++++ Excerpted records

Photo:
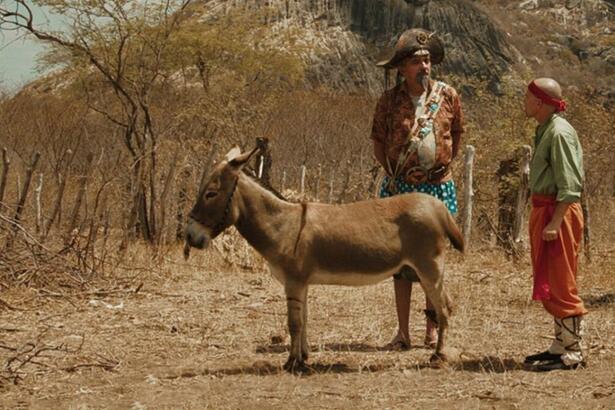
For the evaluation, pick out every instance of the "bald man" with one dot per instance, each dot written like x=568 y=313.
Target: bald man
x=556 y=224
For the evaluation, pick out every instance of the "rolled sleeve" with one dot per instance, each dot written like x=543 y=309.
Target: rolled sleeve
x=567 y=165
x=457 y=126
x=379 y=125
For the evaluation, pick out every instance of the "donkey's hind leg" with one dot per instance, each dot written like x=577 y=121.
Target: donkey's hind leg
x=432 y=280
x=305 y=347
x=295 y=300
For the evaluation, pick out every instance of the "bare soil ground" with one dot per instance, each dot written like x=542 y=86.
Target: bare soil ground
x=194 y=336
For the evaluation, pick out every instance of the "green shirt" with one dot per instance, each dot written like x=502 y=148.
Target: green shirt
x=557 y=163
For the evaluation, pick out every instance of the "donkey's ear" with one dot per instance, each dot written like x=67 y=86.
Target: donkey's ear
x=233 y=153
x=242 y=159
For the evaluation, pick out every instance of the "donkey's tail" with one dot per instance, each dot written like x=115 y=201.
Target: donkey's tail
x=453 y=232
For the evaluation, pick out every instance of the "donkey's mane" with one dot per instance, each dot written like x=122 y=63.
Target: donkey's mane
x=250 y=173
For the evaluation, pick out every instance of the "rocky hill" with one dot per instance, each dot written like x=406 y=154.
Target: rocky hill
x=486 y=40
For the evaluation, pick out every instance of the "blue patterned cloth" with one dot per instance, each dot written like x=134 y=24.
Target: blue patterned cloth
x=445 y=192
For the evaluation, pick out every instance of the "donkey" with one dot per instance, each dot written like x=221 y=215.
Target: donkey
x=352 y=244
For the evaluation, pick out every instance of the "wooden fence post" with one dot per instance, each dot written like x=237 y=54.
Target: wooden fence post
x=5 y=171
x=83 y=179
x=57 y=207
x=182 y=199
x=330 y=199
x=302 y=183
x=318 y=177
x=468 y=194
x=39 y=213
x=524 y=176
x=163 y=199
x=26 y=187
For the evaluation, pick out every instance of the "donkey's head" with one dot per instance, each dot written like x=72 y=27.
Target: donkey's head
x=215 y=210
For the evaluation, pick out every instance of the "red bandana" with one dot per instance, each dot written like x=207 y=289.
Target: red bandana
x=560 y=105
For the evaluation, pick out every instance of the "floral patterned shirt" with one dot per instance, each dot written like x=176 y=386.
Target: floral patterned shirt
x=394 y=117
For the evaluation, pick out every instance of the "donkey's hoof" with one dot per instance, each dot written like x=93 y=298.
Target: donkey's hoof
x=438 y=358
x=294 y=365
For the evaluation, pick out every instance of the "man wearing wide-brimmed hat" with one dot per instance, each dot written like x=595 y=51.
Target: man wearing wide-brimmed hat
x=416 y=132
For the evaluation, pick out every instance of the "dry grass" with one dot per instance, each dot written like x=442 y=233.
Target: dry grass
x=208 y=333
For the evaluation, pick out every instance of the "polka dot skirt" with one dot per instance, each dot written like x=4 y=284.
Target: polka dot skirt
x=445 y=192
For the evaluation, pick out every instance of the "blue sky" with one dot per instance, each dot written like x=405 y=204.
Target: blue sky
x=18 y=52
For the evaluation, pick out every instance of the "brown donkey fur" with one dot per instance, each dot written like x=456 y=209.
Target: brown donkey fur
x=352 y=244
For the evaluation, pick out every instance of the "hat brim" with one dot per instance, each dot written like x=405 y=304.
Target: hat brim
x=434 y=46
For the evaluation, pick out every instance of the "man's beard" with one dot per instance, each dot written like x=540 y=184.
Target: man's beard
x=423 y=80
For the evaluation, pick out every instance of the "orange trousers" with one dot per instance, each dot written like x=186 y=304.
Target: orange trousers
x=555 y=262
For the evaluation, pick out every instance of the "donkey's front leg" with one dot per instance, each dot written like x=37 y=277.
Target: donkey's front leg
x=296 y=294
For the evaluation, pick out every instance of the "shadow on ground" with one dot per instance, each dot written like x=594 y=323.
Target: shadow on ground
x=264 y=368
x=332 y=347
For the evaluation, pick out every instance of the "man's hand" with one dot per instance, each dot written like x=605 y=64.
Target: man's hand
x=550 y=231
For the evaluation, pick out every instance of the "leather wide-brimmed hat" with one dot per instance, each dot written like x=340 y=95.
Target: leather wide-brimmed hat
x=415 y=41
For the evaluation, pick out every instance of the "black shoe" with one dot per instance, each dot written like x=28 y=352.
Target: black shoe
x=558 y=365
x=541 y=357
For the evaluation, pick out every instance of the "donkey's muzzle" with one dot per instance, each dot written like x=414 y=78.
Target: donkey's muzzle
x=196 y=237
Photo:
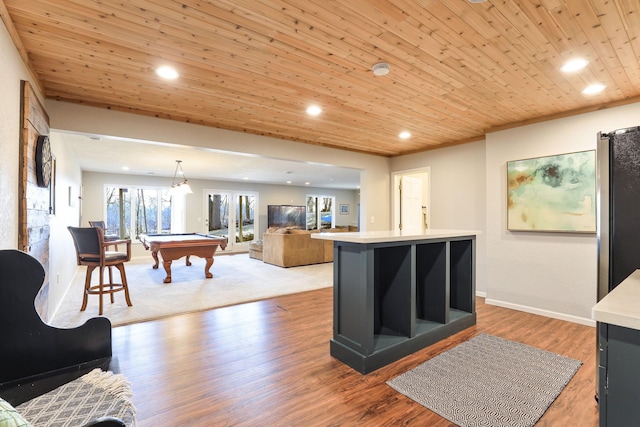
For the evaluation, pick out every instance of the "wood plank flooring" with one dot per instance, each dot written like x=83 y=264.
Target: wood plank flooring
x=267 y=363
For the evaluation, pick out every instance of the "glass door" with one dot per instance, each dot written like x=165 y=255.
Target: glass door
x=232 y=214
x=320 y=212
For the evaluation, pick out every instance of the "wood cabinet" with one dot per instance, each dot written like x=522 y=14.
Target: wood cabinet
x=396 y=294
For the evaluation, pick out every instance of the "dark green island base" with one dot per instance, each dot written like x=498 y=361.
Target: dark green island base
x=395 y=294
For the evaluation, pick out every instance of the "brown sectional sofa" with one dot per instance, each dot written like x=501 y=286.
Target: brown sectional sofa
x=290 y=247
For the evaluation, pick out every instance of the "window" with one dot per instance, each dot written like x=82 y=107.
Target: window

++++++++

Objective
Echo the entries word for word, from the line with "like x=340 y=95." to the line with "x=196 y=237", including both of those lines.

Completed task
For the evaluation, pick out every instance of the "leather wide-brimmed hat" with one dot per instance, each dot written like x=340 y=95.
Target: leather wide-brimmed hat
x=415 y=41
For the evaluation, pick out every instance of the "black shoe" with one dot per instance, each dot written like x=28 y=352.
Target: black shoe
x=558 y=365
x=541 y=357
For the evaluation, pick out every instance of the "donkey's muzzle" with one dot per instance, each dot written like x=414 y=78.
Target: donkey's muzzle
x=196 y=237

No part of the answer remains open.